** start of Source data **

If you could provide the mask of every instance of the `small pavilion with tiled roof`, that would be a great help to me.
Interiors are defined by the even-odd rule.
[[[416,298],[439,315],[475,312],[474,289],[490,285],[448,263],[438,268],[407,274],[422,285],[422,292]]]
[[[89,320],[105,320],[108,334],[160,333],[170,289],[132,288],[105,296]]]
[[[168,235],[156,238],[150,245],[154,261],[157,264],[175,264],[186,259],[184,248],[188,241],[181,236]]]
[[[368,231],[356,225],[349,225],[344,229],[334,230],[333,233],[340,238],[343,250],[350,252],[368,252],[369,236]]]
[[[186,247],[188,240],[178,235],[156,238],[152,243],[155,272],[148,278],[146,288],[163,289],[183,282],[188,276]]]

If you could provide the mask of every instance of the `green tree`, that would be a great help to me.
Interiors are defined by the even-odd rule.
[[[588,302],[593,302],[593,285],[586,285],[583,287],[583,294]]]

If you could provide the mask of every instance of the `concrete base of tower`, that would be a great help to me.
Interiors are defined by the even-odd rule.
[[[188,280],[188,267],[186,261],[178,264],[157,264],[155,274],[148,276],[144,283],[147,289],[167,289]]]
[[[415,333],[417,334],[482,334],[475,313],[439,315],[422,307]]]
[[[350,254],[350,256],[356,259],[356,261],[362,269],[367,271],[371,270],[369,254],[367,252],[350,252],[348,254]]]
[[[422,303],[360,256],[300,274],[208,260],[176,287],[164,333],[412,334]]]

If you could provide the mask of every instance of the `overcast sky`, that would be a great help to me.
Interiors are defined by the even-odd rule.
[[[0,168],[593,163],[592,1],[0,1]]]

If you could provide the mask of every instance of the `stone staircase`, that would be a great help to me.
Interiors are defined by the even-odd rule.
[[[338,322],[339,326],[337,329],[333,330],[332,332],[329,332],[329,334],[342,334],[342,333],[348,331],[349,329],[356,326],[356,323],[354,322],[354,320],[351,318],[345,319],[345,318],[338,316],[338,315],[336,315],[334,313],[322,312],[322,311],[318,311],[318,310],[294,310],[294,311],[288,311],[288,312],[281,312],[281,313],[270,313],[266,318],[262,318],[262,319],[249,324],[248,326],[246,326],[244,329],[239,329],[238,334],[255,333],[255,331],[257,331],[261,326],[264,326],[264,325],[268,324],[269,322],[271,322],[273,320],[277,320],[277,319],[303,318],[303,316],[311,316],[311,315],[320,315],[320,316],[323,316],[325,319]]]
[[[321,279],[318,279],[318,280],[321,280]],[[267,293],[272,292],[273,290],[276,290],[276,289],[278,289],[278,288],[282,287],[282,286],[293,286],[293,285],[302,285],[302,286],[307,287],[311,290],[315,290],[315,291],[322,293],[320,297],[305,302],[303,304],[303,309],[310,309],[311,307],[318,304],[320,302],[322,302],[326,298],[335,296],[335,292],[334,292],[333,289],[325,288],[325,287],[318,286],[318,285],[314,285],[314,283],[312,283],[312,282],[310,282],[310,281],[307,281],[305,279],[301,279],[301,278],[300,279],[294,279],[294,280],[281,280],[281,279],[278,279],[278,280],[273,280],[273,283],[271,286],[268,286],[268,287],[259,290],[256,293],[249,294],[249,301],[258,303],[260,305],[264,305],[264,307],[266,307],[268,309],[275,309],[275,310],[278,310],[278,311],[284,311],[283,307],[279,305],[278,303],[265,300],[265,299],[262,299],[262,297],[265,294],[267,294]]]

** end of Source data **

- **Request**
Convert every line of the entries above into a numbered list, leaving out the blank lines.

- **Finished answer**
1. If you could provide the mask of every instance of the `small pavilion with tiled roof`, that would be a great help to me.
2. Interiors are defined by the even-odd rule.
3. [[[416,298],[439,315],[475,312],[474,289],[490,285],[448,263],[438,268],[407,274],[422,285],[422,292]]]
4. [[[89,320],[105,320],[108,334],[160,333],[170,289],[132,288],[105,296]]]
5. [[[168,235],[156,238],[150,245],[154,261],[157,264],[175,264],[186,259],[184,248],[188,241],[181,236]]]
6. [[[368,231],[356,225],[349,225],[344,229],[334,230],[333,233],[340,238],[343,250],[350,252],[368,252],[369,236]]]
7. [[[186,247],[188,240],[178,235],[156,238],[152,243],[155,272],[148,278],[146,288],[163,289],[183,282],[188,276]]]
8. If you could provide the mask of every instance of the `green tree`, that would be a great help to me.
9. Interiors are defined by the even-odd rule.
10. [[[588,302],[593,302],[593,285],[586,285],[583,287],[583,294]]]
11. If you could provide the mask of every instance of the `concrete base of tower`, that would be a great help to me.
12. Interiors are defined by the even-odd rule.
13. [[[188,280],[188,267],[186,261],[178,264],[157,264],[155,274],[148,276],[144,283],[147,289],[167,289]]]
14. [[[415,333],[417,334],[482,334],[475,313],[439,315],[422,307]]]
15. [[[350,254],[350,256],[356,259],[356,261],[362,269],[367,271],[371,270],[369,254],[367,252],[350,252],[348,254]]]
16. [[[422,303],[360,256],[300,274],[208,260],[176,287],[164,333],[412,334]]]
17. If you could provide the mask of every instance of the `overcast sky`, that would be a great help to me.
18. Interiors are defined by the even-odd rule.
19. [[[0,168],[593,163],[592,1],[0,1]]]
20. If you could provide the mask of every instance of the `stone staircase`, that would be a great help to me.
21. Interiors are defined by the even-odd rule.
22. [[[338,322],[339,326],[337,329],[333,330],[332,332],[329,332],[329,334],[342,334],[342,333],[348,331],[349,329],[356,326],[356,323],[354,322],[354,320],[351,318],[345,319],[345,318],[338,316],[338,315],[336,315],[334,313],[322,312],[322,311],[318,311],[318,310],[294,310],[294,311],[288,311],[288,312],[281,312],[281,313],[270,313],[266,318],[262,318],[262,319],[249,324],[248,326],[246,326],[244,329],[239,329],[238,334],[255,333],[255,331],[257,331],[261,326],[264,326],[264,325],[268,324],[269,322],[271,322],[273,320],[277,320],[277,319],[303,318],[303,316],[311,316],[311,315],[320,315],[320,316],[323,316],[325,319]]]
23. [[[321,279],[318,279],[318,280],[321,280]],[[267,293],[272,292],[273,290],[276,290],[276,289],[278,289],[278,288],[282,287],[282,286],[293,286],[293,285],[302,285],[302,286],[307,287],[311,290],[315,290],[315,291],[322,293],[320,297],[305,302],[303,304],[303,309],[310,309],[311,307],[318,304],[320,302],[322,302],[326,298],[335,296],[335,292],[334,292],[333,289],[325,288],[325,287],[318,286],[318,285],[314,285],[314,283],[312,283],[312,282],[310,282],[310,281],[307,281],[305,279],[301,279],[301,278],[300,279],[294,279],[294,280],[281,280],[281,279],[278,279],[278,280],[273,280],[273,283],[271,286],[268,286],[268,287],[259,290],[256,293],[249,294],[249,301],[258,303],[260,305],[264,305],[264,307],[266,307],[268,309],[275,309],[275,310],[278,310],[278,311],[284,311],[283,307],[279,305],[278,303],[265,300],[265,299],[262,299],[262,297],[265,294],[267,294]]]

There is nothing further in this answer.